◆ **Work to be completed**
Please figure out how many lines in the material contain "white", and give only that number.

----

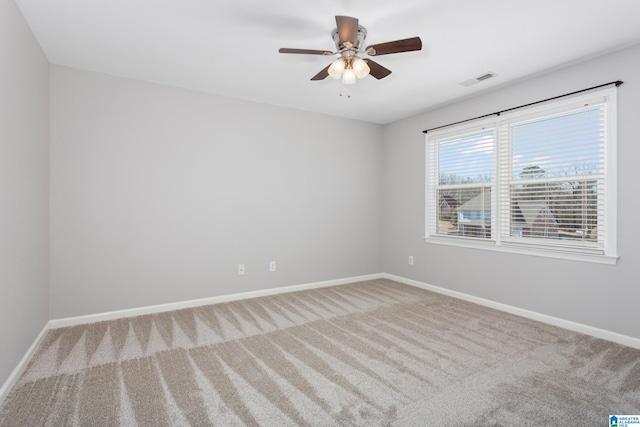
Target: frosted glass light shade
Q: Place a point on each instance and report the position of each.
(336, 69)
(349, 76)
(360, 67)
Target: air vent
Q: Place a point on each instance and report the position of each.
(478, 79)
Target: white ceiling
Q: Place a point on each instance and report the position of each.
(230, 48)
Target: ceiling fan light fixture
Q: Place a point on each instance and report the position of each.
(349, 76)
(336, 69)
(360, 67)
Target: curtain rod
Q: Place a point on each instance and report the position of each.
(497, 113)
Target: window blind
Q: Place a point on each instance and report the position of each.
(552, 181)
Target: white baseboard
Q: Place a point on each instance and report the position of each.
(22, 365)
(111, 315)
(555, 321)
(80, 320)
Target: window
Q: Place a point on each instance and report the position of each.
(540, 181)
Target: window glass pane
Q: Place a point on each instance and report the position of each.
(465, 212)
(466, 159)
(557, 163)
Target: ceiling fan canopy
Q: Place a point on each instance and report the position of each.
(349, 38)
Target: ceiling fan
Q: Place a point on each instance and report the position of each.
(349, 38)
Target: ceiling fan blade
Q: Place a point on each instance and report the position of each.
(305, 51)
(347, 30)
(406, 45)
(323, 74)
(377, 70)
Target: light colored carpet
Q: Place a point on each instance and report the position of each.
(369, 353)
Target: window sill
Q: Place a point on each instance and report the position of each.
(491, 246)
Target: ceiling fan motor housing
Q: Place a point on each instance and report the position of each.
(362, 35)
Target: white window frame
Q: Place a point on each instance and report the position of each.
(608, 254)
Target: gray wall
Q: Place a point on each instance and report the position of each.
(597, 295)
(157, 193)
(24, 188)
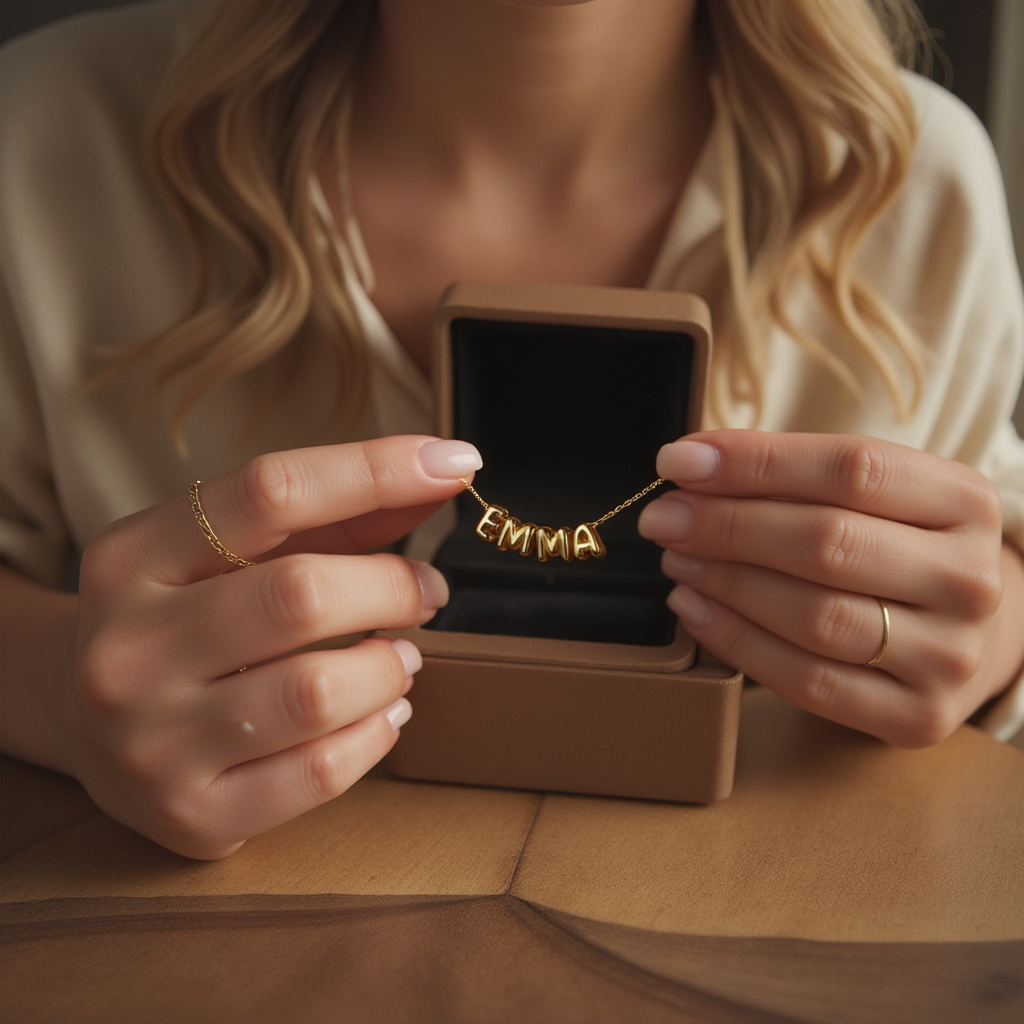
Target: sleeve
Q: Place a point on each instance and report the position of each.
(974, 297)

----

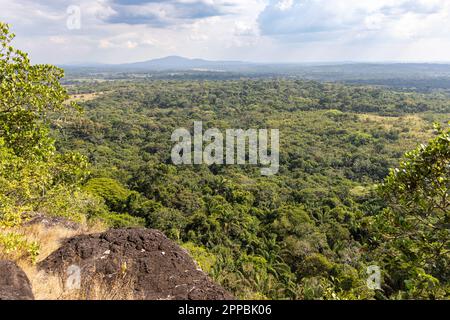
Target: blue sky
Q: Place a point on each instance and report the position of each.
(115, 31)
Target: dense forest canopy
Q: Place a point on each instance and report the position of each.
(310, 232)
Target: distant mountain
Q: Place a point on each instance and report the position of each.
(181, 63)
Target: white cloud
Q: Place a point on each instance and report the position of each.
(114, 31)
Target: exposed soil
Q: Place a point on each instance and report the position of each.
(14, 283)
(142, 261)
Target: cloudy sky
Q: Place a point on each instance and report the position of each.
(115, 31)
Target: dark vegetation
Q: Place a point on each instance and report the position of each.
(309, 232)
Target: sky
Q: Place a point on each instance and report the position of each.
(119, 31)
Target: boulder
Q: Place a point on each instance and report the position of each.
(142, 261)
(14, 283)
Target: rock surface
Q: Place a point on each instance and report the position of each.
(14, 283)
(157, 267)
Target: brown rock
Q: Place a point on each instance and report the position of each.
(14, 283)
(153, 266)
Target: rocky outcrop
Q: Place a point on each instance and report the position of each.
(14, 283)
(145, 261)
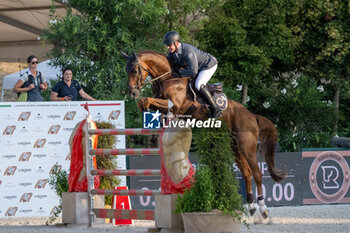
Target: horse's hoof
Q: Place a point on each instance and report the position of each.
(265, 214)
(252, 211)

----

◆ **Task result**
4